> _Supplied text_:
--- Start ---

One of the other interesting (to me at least) findings, was that the Christians sampled believed the Star of Bethlehem to be a scientific/astrological phenomenon. I offered the opportunity to say it was supernatural (giving the example of an angel) but few respondents said they believed that.

I have to say, personally myself, since it's all done and over now that, I myself believe that it was astrological. The Magi were Babylonian astrologers and when they come to Jerusalem to worship the new-born king, Herod's palace have no idea what they're talking about - which to me at least means that it couldn't have been a comet - every ancient culture around the world feared comets as portents of doom - interestingly every culture around the world fears 'the sky falling'. I will concede that after the visit to the palace the account sounds more supernatural, with the 'star' leading the way.

--- End ---

> _Raw data_:
--- Start ---

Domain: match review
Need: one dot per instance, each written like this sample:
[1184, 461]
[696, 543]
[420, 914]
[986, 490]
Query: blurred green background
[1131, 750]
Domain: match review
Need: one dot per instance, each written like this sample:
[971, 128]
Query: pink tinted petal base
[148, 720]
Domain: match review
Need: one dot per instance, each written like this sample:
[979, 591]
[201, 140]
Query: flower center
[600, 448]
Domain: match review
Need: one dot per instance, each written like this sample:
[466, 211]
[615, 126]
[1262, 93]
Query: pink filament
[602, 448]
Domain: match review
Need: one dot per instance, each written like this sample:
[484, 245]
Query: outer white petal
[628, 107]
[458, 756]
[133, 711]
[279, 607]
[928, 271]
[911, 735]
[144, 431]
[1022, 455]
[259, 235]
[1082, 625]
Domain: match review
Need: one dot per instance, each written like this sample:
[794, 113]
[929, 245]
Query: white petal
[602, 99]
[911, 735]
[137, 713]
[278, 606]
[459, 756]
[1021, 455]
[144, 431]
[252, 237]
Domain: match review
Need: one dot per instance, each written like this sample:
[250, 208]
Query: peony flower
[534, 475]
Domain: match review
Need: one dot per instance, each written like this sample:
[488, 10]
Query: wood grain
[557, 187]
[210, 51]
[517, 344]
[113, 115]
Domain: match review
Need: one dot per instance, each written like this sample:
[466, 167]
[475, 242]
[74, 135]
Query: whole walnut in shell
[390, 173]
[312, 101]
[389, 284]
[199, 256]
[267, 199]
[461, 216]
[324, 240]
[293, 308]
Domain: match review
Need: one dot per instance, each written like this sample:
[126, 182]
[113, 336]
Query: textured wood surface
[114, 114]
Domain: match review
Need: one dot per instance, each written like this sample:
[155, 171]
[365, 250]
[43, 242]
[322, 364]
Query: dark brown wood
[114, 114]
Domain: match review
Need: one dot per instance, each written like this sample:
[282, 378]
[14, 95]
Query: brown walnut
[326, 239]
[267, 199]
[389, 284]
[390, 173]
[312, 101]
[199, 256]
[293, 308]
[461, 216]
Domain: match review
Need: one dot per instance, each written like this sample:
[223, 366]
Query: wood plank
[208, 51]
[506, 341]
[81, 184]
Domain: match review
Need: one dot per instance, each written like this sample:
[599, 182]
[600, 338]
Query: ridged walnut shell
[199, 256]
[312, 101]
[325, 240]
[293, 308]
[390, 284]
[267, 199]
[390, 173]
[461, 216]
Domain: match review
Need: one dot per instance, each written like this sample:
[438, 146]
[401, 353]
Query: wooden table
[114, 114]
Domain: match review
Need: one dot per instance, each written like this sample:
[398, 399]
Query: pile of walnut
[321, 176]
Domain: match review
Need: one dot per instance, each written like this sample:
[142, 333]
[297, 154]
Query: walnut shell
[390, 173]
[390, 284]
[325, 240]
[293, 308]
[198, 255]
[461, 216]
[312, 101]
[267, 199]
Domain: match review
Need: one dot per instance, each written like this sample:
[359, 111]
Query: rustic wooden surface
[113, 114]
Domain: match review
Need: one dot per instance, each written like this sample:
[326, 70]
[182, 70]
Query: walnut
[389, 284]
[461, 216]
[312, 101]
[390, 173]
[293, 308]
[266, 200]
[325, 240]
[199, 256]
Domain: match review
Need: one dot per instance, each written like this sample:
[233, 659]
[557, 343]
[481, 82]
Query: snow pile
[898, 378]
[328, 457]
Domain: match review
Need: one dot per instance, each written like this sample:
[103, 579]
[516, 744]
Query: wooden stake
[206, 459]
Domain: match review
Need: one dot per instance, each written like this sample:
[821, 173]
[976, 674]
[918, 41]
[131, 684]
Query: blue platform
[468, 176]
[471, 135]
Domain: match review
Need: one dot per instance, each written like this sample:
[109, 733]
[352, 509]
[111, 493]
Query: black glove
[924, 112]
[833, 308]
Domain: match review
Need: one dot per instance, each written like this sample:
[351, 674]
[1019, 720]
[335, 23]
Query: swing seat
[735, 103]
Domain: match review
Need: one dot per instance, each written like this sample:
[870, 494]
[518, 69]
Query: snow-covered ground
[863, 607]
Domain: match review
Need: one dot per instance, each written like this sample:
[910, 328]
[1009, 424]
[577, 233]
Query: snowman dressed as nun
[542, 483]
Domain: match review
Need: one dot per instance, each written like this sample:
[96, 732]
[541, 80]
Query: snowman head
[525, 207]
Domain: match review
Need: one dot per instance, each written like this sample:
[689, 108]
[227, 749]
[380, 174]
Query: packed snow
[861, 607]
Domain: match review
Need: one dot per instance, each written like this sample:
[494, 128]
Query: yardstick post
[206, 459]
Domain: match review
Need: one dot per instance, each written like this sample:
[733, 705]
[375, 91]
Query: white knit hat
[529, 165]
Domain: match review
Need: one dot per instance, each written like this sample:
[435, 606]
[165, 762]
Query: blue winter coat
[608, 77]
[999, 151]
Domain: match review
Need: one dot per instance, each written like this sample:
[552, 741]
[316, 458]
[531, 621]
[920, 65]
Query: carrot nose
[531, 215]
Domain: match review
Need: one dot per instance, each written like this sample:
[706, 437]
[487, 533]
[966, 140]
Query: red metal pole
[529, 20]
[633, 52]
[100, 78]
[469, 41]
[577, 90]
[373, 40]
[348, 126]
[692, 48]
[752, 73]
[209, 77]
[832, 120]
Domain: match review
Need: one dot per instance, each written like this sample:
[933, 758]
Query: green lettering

--- End ---

> _Required task 1_:
Reproduce the part of the Star of Bethlehem passage from "One of the other" to "they believed that.".
> _Required task 2_:
Write a continuation of the Star of Bethlehem passage, starting after its final sentence.

> _Written response 1_:
One of the other interesting (to me at least) findings, was that the Christians sampled believed the Star of Bethlehem to be a scientific/astrological phenomenon. I offered the opportunity to say it was supernatural (giving the example of an angel) but few respondents said they believed that.

> _Written response 2_:
This is what has led me to become interested in ancient astrology - I wanted to know what the Babylonian Magi saw that set them on their journey and I don't think it's possible to identify that without seriously understanding their astrological beliefs. Well it turns out it used to be known to Christians, a Roman writer Julius Firmicus Maternus in circa 330 was writing not only a Christian apologetics book on the error of pagan religions but a textbook on astrology in which he gives the birth chart of a divine man - Christians believe that Jesus' nature is fully God and fully man. It also turns out that while divinatory astrology has long been rejected, for example by Thomas Aquinas, it wasn't wholesale rejected until much more recently. Martin Luther's right-hand man Philip Melancthon was a practicing astrologer and Luther wrote that while he didn't agree with Philip about its usefulness, didn't see anything wrong with the way he was doing it.

Astrology was far, far more acceptable in medieval times and earlier. Which is why I'm keen to read and translate Tycho Brahe's letters regarding astrology, as he too, like every astronomer of the day was both an astronomer and an astrologer.